** DOCUMENT TEXT **
·····
Some self advocacy articles recommend taking a friend or family member with you, to either advocate on your behalf, or to prompt you and help you to self advocate. This is definitely the easiest way to get around the problem. Unfortunately, it’s not always possible to have someone there with you. Even if you have a friend willing to come to appointments – are they going to come over every time you have to make a phone call to a receptionist? Are they going to stay all night while you’re in hospital, and help you deal with the nurses? This is why it’s so important to learn to self advocate. It doesn’t mean family and friends can’t stand up for you, it just means you’ll be prepared for the times they’re not there.
Some people can be fierce lions when they are advocating on behalf of another person, but turn into timid mice when they need to stand up for themselves.
So what if I told you that when you self advocate, you are actually also standing up for someone other than yourself? If the doctor is rushing through the explanation of your test results, using big medical words you don’t understand, what do you think he’s going to do with the next patient? And the next? And the hundred after that? What if you said,
“I’m sorry, but you’re going really fast, and I’m getting a bit confused. Could you draw a diagram to explain what you were just saying about the different genes interacting, and write down the medical words so I can look them up later…”?
Not only are you going to better understand your test results, but when the next patient comes in and starts to look flustered as the doctor tells them about their diagnosis, perhaps the doctor will slow down and draw them a diagram. Because of you.
·····
** DATASET EXTRACT **

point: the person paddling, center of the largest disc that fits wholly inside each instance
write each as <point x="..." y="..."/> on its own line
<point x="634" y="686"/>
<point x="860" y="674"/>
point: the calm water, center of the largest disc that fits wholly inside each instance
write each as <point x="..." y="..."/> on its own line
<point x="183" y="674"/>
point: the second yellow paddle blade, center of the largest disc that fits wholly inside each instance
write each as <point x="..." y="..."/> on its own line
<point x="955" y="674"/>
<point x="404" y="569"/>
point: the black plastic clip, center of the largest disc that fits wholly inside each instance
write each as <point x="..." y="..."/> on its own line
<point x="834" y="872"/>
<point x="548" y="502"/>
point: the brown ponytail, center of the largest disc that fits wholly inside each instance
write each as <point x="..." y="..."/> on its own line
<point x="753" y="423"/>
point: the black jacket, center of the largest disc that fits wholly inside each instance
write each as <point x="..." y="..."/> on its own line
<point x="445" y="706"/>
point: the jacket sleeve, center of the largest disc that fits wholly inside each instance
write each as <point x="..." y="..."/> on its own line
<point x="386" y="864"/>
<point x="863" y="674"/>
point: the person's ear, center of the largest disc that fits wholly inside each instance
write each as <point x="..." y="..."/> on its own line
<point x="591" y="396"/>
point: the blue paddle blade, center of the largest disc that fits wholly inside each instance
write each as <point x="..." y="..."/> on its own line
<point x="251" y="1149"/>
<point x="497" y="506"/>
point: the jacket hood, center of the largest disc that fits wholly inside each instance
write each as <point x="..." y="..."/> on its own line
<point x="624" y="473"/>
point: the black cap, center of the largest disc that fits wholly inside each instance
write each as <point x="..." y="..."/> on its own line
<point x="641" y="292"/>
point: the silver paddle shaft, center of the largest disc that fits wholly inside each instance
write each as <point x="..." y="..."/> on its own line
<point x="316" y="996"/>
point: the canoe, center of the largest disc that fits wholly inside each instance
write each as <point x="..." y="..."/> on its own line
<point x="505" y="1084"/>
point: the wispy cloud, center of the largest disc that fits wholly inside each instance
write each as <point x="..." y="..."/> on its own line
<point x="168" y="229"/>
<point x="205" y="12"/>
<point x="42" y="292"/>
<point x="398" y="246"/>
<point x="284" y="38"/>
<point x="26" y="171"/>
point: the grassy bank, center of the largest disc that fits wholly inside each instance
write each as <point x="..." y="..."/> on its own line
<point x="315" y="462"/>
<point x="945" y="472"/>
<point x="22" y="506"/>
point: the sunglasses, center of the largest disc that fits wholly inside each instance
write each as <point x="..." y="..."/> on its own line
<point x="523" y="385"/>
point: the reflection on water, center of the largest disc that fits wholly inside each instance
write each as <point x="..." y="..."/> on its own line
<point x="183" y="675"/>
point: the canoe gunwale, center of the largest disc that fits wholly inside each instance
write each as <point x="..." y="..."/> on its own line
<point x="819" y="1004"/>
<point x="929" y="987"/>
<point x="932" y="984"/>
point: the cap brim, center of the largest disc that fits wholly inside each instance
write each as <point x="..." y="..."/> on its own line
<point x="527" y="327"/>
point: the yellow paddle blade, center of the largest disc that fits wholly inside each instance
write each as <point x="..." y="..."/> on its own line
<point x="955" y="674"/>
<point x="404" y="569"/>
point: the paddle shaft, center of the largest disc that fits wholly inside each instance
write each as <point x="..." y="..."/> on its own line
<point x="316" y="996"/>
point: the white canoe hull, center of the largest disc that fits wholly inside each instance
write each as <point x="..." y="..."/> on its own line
·····
** TASKS TO COMPLETE **
- a) In the self-advocacy text, what does the suggested reply ask the doctor to draw?
- b) Continue the self-advocacy text from its last sentence.

** SET OF ANSWERS **
- a) A diagram explaining what the doctor said about the different genes interacting.

- b)
When you get to the hospital and they haven’t organised your pre-surgery IV saline (despite the doctor ordering it, and you reminding them when you filled out the booking forms): if you politely keep explaining (until they finally give it to you) that it needs to happen because of your Dysautonomia, not only are you going to have less complications during and after surgery, but maybe the next time a Dysautonomia patient comes in, they’ll better understand. Because of you.
But don’t just do it for others.
Do it for yourself too.
I want the medical system to look after my husband properly because I love him. Sometimes, I find it hard to remember that I deserve just as much care. I forget that I am worthy of a doctor’s full attention, of a receptionist’s time, of proper care from a nurse. I think the way we view dignity changes the way we advocate. When you believe that you are worthy of proper care, it’s much easier to insist that proper care happen. Think about what you would ask for if the medical system was treating your sister, your best friend, your spouse… then insist on that care for yourself.
Be your own knight in shining armour.
Your weapons? The ‘3 P’s’.
 Ponder: think about what self advocacy means, and why it matters… (that’s why I wrote this blog post – I hope it’s helped!)
 Prepare: find strategies you can use to help you self advocate
(See this blog post)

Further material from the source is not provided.